=== Text passage ===
● ● ●

Keeping quiet
If you don’t have anything to say, better stay silent*.
A man sits in a chair in an empty room. He is quiet, contemplative, as if gazing at the immensity of the world, unable to process or grasp it, struck dumb by its complexity and magnitude.
This is the brief I gave my AI art worker, Midjourney.
At first I envisaged a picture of a workshop facilitator sitting empty and stupefied after 4 days of consecutive training in a basement conference room (that’s who I was last week, running a course for strategy consultants called Taking Control) - wrung out to a degree that felt existentially fascinating.
As the week rolled on and the war in Israel intensified the image evolved into a generic portrait of awe and powerlessness, grief and emptiness, a stunned void with no answers inside it beyond perhaps the cosmic hum of silence.

● ● ●

=== Stored records ===
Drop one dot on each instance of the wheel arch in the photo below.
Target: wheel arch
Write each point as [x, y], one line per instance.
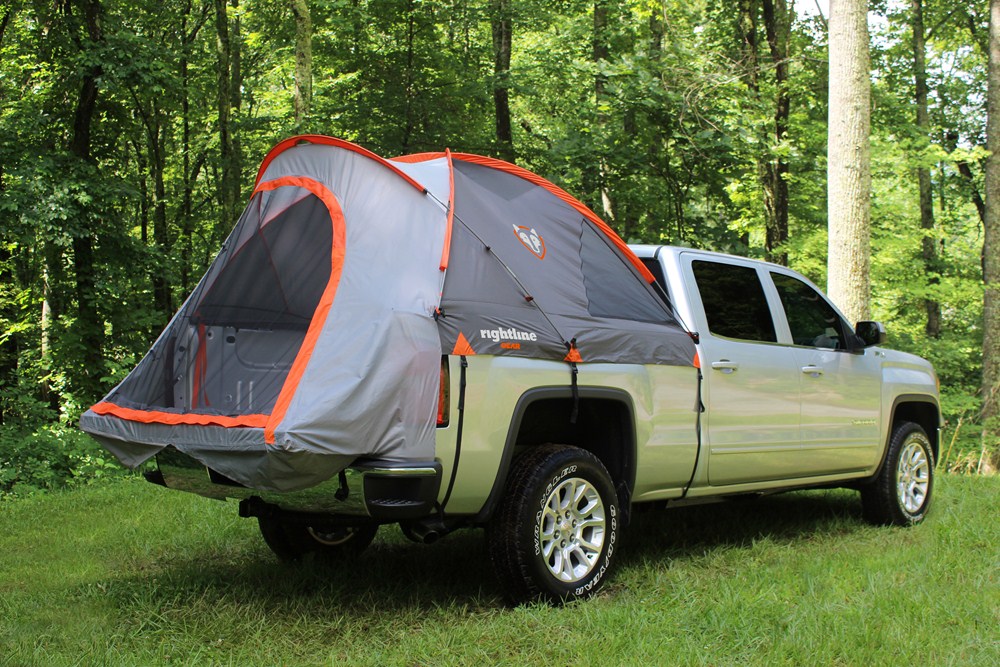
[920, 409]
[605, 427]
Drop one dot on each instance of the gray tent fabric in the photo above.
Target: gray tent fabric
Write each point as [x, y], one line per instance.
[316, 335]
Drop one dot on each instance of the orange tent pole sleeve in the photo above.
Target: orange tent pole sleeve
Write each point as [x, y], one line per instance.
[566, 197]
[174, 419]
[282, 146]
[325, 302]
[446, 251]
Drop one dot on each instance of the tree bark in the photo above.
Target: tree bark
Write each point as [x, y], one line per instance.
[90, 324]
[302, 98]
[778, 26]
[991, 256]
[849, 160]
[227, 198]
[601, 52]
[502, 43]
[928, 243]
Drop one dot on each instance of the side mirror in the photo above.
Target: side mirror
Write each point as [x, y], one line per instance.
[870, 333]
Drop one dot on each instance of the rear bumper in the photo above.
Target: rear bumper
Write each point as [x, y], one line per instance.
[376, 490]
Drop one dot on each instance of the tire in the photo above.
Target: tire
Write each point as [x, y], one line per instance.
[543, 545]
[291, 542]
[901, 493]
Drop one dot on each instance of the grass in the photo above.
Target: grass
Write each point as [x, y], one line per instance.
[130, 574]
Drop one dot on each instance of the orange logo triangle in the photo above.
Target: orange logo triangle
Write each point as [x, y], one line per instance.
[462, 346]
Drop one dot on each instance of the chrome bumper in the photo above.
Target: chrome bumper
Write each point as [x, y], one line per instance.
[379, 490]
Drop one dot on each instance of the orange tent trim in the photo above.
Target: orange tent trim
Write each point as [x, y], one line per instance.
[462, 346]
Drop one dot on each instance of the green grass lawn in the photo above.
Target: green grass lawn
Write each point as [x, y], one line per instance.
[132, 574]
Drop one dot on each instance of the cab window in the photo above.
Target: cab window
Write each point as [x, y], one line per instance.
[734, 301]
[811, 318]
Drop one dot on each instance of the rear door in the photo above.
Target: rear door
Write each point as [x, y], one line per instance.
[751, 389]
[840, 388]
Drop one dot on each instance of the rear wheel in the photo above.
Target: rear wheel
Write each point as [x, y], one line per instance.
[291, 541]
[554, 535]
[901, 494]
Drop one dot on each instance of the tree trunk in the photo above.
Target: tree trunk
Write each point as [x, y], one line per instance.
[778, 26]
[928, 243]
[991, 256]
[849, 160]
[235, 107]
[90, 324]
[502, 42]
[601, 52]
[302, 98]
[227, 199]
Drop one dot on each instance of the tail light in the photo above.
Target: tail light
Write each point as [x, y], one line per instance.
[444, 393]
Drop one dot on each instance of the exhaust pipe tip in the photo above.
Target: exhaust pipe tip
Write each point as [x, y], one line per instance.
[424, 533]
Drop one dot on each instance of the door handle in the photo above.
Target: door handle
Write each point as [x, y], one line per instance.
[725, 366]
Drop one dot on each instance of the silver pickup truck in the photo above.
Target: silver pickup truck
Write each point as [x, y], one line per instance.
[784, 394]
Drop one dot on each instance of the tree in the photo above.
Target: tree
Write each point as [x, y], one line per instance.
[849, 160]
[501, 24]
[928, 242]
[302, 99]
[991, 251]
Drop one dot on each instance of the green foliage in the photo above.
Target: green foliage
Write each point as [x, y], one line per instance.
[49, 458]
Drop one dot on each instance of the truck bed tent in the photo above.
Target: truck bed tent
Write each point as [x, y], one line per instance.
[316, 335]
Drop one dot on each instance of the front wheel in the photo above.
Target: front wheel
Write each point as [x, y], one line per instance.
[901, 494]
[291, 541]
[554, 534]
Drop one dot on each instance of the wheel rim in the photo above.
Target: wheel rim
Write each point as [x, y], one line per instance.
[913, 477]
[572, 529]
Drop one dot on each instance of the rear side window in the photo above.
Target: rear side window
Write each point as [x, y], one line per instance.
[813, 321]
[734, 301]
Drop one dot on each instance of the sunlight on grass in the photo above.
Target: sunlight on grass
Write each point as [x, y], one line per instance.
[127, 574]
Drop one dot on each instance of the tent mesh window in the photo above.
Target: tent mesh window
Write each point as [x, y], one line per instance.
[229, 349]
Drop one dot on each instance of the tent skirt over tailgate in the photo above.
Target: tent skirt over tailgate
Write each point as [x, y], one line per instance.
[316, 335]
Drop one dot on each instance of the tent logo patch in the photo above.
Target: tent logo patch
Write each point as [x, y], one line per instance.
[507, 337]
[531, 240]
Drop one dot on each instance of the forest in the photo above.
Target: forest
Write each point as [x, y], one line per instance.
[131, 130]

● ● ●

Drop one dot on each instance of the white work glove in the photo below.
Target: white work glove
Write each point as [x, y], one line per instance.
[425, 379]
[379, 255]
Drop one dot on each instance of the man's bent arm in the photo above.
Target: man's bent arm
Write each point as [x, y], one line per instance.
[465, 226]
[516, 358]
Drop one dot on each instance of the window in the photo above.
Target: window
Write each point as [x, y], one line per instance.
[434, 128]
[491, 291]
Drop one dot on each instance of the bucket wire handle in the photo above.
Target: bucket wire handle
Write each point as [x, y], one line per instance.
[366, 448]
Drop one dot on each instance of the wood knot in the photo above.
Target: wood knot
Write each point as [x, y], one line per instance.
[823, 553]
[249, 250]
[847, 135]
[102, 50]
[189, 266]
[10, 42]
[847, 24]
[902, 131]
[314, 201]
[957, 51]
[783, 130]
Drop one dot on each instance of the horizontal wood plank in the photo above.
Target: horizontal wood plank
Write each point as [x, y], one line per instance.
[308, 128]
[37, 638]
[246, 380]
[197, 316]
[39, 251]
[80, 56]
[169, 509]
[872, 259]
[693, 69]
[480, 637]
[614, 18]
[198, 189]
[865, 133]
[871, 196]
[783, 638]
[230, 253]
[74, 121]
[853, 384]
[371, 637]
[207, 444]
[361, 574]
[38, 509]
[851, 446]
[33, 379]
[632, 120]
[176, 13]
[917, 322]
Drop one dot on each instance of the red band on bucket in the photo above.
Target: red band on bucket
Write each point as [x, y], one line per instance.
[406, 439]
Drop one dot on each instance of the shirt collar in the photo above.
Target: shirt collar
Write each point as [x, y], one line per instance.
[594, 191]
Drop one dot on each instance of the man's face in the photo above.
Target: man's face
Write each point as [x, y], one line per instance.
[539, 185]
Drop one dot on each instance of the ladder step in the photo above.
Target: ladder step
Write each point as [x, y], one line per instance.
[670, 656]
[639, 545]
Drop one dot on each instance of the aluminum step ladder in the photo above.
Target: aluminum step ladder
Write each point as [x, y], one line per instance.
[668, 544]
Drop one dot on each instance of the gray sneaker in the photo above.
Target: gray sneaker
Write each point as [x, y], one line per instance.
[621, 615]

● ● ●

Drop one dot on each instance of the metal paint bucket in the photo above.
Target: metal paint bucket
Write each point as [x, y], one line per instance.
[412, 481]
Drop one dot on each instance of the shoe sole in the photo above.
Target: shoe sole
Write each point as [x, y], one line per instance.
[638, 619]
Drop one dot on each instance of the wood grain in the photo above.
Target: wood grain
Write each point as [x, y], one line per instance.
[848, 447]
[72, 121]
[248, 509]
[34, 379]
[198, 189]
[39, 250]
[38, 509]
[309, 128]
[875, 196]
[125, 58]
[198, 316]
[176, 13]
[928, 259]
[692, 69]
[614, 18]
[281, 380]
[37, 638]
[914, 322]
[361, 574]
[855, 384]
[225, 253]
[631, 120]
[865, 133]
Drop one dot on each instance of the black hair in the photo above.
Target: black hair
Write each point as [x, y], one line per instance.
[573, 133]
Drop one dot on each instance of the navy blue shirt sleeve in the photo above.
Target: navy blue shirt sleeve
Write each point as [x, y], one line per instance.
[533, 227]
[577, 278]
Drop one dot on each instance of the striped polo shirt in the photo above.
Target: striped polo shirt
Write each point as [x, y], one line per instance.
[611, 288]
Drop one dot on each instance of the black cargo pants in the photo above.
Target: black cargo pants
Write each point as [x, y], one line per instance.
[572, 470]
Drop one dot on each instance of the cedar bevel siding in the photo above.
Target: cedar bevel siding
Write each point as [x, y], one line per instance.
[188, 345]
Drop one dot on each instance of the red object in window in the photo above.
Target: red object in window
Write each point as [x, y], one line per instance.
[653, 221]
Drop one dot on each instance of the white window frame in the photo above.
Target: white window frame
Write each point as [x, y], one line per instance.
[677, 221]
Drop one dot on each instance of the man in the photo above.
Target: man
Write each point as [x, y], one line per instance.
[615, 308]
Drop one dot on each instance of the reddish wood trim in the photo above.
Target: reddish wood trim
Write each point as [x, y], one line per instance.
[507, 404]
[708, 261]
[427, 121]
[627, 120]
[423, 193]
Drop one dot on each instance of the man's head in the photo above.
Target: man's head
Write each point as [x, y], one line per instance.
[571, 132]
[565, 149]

● ● ●

Reproduce the "Keeping quiet" text word for word, everything from "At first I envisaged" down to "felt existentially fascinating.".

At first I envisaged a picture of a workshop facilitator sitting empty and stupefied after 4 days of consecutive training in a basement conference room (that’s who I was last week, running a course for strategy consultants called Taking Control) - wrung out to a degree that felt existentially fascinating.